# [Text]
They are writing big checks into late-stage companies with proven metrics, and they are making selective bets on early-stage teams with undeniable traction.
The middle ground, the Series A and B territory, has become much harder to navigate.
The numbers back this up. Late-stage funding now accounts for 47% of all capital raised, up 11% from last year. The median late-stage round jumped from $30 million in 2024 to $45 million in 2025.
Metric | 2024 | 2025 |
|---|---|---|
Avg. Deal Size | $14.1 M | $20.1M |
Median Late-Stage Round | $30M | $45M |
Late-Stage Share of Capital | 36% | 47% |
Meanwhile, average deal sizes across the board climbed from $14.1 million to $20.1 million. Fewer deals, bigger checks, higher bars.
So what does this mean if you are raising right now?
Your unit economics matter today, not in some hypothetical future.
Investors want to see a managed burn rate, a realistic growth plan, and a clear path to profitability.
The days of funding big visions without solid fundamentals are behind us.
I see this as healthy, that’s a good thing. We are moving away from speculation and toward sustainable business building.
The capital is out there for founders who focus on what actually matters: customer lifetime value, product-market fit, and building something people genuinely need. If that describes what you are working on, it’s your market these days.

[Source records]
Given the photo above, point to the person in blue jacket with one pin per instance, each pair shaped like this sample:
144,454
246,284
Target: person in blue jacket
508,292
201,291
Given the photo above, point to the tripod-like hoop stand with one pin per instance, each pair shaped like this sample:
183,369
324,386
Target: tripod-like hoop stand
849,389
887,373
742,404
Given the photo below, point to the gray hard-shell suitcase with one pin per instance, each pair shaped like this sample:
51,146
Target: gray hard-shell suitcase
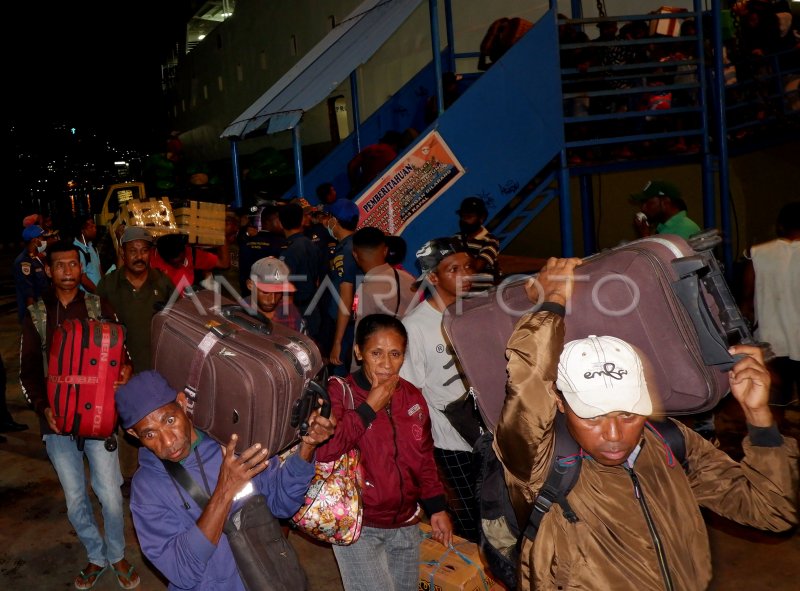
242,374
657,293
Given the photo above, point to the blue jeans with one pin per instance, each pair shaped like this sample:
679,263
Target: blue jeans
385,559
106,481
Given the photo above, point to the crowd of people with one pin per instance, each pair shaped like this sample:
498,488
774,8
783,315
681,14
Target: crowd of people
379,328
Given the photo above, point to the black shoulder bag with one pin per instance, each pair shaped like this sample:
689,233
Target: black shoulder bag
265,559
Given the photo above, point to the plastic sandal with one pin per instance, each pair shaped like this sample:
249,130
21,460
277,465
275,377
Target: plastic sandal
82,581
131,575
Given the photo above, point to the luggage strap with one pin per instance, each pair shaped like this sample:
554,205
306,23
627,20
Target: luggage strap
196,368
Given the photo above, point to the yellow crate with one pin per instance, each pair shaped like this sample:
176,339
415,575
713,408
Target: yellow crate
459,568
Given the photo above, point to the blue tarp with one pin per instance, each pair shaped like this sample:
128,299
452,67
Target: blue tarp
318,73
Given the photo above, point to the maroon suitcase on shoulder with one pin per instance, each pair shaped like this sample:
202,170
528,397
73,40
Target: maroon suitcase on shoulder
84,362
241,375
656,293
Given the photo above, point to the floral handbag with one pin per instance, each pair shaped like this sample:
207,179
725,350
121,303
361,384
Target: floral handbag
332,509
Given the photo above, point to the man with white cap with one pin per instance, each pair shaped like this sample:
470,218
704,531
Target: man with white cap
638,524
269,285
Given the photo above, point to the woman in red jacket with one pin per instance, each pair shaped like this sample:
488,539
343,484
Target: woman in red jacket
390,425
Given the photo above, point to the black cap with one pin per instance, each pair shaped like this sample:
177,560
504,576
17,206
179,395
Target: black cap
473,205
435,251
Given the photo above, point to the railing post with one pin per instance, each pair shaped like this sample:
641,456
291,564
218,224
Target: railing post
356,110
433,6
708,96
297,148
237,186
565,207
722,141
451,36
587,211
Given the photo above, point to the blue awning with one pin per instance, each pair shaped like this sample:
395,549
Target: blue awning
324,68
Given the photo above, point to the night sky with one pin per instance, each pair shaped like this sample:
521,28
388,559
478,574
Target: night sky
91,63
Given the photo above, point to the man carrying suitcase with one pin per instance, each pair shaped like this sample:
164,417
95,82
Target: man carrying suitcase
183,542
430,364
66,301
633,519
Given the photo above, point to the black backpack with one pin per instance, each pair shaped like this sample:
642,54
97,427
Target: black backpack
500,536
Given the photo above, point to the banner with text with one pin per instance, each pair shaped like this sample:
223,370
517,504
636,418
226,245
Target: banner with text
411,185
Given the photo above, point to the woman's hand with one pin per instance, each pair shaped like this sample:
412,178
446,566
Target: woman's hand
442,528
320,430
381,393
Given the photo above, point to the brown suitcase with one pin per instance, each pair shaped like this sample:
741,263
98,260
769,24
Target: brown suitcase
657,293
241,374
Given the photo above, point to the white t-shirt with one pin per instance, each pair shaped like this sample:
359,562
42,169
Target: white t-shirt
777,297
431,366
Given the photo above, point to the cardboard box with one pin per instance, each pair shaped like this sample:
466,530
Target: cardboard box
203,222
152,213
460,568
671,27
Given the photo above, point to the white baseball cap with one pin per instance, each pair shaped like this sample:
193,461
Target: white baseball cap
599,375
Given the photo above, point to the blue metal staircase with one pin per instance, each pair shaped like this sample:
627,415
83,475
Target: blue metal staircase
507,129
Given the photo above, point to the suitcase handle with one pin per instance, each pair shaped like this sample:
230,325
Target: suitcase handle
242,316
713,345
307,403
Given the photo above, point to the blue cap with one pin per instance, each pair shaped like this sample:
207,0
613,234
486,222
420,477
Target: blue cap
145,392
343,210
32,232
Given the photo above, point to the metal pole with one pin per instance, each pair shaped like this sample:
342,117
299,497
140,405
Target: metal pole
722,140
237,184
297,148
708,163
451,36
565,208
433,5
587,209
356,110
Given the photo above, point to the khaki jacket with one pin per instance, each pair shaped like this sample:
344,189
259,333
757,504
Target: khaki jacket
611,547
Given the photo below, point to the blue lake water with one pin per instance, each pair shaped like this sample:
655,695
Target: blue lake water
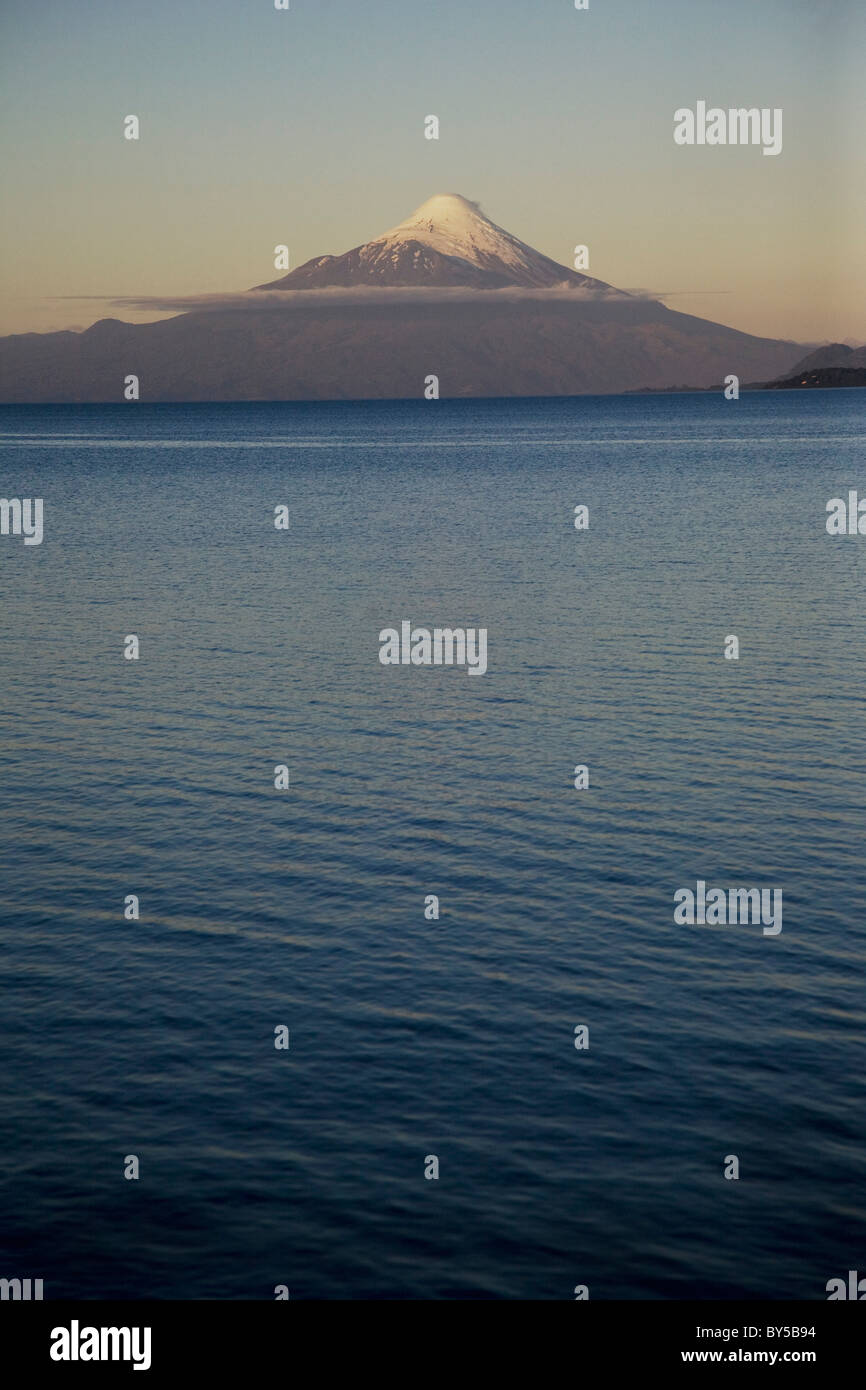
414,1037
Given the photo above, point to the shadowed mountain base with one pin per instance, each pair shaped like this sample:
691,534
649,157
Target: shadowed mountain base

# [Directives]
1/ In the text on startup funding, what was the median late-stage round in 2025?
2/ Transcribe everything in the startup funding text from "Your unit economics" down to "path to profitability.".

# [Answers for the tasks]
1/ $45 million.

2/
Your unit economics matter today, not in some hypothetical future.
Investors want to see a managed burn rate, a realistic growth plan, and a clear path to profitability.